Rows from a pointing dataset
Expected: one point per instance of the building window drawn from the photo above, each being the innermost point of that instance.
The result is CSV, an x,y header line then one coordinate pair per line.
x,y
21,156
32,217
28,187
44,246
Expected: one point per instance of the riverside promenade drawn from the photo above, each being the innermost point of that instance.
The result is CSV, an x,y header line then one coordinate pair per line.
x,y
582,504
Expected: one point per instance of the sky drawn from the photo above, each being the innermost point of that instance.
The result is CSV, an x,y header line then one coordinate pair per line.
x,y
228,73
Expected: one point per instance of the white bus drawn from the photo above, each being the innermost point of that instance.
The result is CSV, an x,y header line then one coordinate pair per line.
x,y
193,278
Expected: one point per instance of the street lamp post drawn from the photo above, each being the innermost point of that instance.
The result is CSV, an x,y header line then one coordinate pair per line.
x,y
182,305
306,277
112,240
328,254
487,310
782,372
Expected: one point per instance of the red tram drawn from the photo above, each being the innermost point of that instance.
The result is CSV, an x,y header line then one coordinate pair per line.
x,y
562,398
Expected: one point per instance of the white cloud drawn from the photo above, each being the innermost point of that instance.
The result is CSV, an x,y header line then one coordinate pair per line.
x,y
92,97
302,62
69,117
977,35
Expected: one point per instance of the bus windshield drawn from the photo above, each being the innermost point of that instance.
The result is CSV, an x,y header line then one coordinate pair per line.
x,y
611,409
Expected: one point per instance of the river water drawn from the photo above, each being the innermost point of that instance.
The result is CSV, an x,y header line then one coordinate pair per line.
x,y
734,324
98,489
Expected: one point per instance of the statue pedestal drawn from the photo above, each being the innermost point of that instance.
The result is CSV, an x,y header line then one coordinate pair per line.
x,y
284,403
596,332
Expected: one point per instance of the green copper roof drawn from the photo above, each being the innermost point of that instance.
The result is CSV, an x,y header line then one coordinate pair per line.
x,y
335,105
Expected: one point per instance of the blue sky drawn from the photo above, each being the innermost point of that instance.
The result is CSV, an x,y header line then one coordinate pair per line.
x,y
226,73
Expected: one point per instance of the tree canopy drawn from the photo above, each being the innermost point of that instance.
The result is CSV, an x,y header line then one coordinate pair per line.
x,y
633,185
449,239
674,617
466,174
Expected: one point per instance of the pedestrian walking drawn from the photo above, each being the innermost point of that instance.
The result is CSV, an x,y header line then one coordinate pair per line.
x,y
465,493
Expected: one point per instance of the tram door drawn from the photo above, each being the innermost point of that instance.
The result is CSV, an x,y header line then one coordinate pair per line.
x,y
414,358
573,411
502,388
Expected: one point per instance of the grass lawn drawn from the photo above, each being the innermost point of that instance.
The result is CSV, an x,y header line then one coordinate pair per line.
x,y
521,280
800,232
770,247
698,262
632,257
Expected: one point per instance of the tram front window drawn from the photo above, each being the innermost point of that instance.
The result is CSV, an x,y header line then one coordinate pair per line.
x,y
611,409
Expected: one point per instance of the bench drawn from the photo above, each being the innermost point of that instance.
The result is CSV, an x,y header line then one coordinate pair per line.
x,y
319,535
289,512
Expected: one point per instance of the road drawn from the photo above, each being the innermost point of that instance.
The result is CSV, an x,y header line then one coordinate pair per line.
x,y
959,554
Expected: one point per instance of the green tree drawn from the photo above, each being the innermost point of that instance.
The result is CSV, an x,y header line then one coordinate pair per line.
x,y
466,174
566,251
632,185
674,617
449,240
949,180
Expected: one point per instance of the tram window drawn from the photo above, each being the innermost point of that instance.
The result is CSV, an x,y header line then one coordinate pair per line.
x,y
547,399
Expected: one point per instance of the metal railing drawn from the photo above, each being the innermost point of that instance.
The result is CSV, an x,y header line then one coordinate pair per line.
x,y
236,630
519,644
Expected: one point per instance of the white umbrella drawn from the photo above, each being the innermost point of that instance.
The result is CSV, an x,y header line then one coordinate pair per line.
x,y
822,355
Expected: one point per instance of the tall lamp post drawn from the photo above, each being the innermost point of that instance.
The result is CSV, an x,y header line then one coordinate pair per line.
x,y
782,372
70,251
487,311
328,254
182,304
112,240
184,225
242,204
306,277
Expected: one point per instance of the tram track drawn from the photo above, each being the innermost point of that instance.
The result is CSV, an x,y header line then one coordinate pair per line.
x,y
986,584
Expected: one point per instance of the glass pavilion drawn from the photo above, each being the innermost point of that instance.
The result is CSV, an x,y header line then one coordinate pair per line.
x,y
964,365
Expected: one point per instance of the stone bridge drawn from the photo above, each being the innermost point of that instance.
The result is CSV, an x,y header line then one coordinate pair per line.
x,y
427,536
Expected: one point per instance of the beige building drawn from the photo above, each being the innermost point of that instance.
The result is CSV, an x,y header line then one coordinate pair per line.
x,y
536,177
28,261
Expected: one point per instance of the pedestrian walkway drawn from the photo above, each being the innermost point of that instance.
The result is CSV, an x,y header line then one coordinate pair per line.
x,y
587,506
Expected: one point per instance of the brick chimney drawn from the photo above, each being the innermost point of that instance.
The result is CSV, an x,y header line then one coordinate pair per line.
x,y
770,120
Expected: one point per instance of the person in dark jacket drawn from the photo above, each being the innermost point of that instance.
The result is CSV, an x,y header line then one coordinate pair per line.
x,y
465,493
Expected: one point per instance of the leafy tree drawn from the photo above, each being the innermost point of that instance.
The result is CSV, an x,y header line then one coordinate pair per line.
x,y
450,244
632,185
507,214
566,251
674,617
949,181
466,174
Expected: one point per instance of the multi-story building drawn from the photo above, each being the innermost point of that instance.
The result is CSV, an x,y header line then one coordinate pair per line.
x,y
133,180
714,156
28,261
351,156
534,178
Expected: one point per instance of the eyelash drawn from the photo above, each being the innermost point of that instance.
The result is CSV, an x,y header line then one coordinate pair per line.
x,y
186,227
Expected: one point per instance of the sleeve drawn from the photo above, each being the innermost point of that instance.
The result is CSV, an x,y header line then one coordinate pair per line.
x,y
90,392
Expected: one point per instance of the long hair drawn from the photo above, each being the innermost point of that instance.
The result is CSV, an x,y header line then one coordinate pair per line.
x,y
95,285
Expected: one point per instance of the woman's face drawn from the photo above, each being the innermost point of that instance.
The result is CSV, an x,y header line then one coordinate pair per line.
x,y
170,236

=== Goal ===
Reproduce the entries word for word, starting at the line that contains "Expected: one point per instance of the sleeve" and ending with the final line of the entries.

=== Exercise answer ===
Expected: one point per instance of the sleeve drawn from the photo above, each being the innermost point of that instance.
The result is CSV, an x,y header line then one coordinate pair per line.
x,y
90,392
Expected: one point per instance of the long hair drawn from the photo above, each being the innermost point of that instance.
The result is CSV, an x,y header line then one coordinate pair per line.
x,y
95,285
Expected: one point per instance of the woman's face drawn from the photo above, each being the innermost point of that instance.
The result is CSV, an x,y header line then one coordinate pair per line.
x,y
170,236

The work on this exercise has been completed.